- TASK INSTRUCTIONS: Could you edit these items so that each "shop window" reads "display window" and nothing else changes? Leave the pictures out of your answer.

Start of STORED DATA

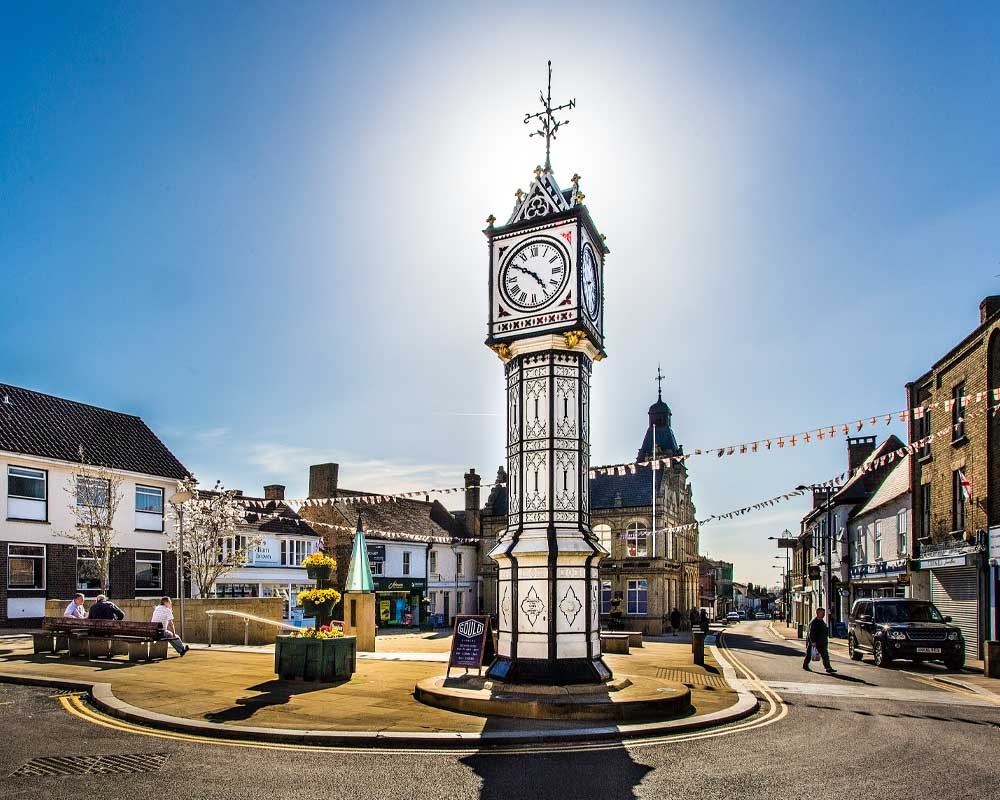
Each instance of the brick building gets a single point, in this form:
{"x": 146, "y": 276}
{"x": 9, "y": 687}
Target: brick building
{"x": 650, "y": 572}
{"x": 40, "y": 441}
{"x": 951, "y": 521}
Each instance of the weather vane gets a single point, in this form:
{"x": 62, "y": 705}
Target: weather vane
{"x": 549, "y": 126}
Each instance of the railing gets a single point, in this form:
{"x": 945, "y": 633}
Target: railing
{"x": 248, "y": 618}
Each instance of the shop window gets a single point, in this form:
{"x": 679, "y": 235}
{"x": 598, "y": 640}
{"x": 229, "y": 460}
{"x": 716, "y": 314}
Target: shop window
{"x": 88, "y": 577}
{"x": 148, "y": 569}
{"x": 148, "y": 508}
{"x": 637, "y": 597}
{"x": 27, "y": 493}
{"x": 25, "y": 566}
{"x": 637, "y": 541}
{"x": 606, "y": 596}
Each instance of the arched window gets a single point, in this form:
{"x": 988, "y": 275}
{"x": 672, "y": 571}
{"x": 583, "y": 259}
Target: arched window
{"x": 603, "y": 534}
{"x": 637, "y": 540}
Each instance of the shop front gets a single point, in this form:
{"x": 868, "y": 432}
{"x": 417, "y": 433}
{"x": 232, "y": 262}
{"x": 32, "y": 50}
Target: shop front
{"x": 955, "y": 588}
{"x": 880, "y": 579}
{"x": 398, "y": 601}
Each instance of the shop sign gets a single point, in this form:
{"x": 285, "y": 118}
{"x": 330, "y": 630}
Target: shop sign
{"x": 878, "y": 568}
{"x": 399, "y": 584}
{"x": 945, "y": 561}
{"x": 471, "y": 643}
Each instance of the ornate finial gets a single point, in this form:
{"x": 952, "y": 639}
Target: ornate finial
{"x": 549, "y": 126}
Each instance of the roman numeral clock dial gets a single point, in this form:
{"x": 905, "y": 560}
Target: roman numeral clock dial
{"x": 534, "y": 274}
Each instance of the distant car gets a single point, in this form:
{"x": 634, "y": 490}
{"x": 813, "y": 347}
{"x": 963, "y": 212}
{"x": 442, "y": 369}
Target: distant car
{"x": 891, "y": 628}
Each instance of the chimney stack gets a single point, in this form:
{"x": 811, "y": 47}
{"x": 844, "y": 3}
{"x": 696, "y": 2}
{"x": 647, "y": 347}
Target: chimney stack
{"x": 472, "y": 505}
{"x": 989, "y": 307}
{"x": 323, "y": 480}
{"x": 858, "y": 449}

End of STORED DATA

- WRITTEN REPLY:
Each instance of the brick building gets a single point, in this form:
{"x": 146, "y": 276}
{"x": 9, "y": 687}
Target: brick building
{"x": 650, "y": 572}
{"x": 40, "y": 441}
{"x": 951, "y": 521}
Each instance of the weather vane gets a single point, in this form:
{"x": 62, "y": 705}
Target: weather vane
{"x": 549, "y": 126}
Each instance of the railing gets a single point, in this form:
{"x": 945, "y": 633}
Target: railing
{"x": 248, "y": 618}
Each instance of the display window gets a single point, in this form:
{"x": 679, "y": 235}
{"x": 598, "y": 640}
{"x": 229, "y": 460}
{"x": 716, "y": 314}
Target: display window
{"x": 88, "y": 577}
{"x": 148, "y": 569}
{"x": 148, "y": 508}
{"x": 637, "y": 597}
{"x": 27, "y": 493}
{"x": 25, "y": 566}
{"x": 637, "y": 541}
{"x": 606, "y": 596}
Each instance of the arched window gets a single point, in this form:
{"x": 988, "y": 275}
{"x": 672, "y": 571}
{"x": 583, "y": 259}
Target: arched window
{"x": 603, "y": 534}
{"x": 637, "y": 540}
Each instance of the shop front gets a single point, in this form:
{"x": 868, "y": 432}
{"x": 417, "y": 433}
{"x": 232, "y": 262}
{"x": 32, "y": 50}
Target: shop front
{"x": 955, "y": 588}
{"x": 880, "y": 579}
{"x": 398, "y": 601}
Each instance of the shop sign gets a single point, in this form:
{"x": 285, "y": 118}
{"x": 330, "y": 630}
Target: shop sign
{"x": 878, "y": 568}
{"x": 399, "y": 584}
{"x": 945, "y": 561}
{"x": 471, "y": 643}
Each instance of the ornate finial gets a single point, in this form:
{"x": 952, "y": 639}
Target: ornate finial
{"x": 549, "y": 126}
Each instance of the roman numeral clock dial gets a single point, in this form:
{"x": 905, "y": 560}
Target: roman numeral clock dial
{"x": 534, "y": 274}
Each instance of the distant car gets a single point, in this form:
{"x": 634, "y": 490}
{"x": 813, "y": 347}
{"x": 963, "y": 212}
{"x": 442, "y": 369}
Target: distant car
{"x": 891, "y": 628}
Each instance of the chimney stack gets a single point, in this form:
{"x": 811, "y": 47}
{"x": 844, "y": 3}
{"x": 696, "y": 2}
{"x": 647, "y": 347}
Target: chimney stack
{"x": 472, "y": 505}
{"x": 989, "y": 307}
{"x": 323, "y": 480}
{"x": 858, "y": 449}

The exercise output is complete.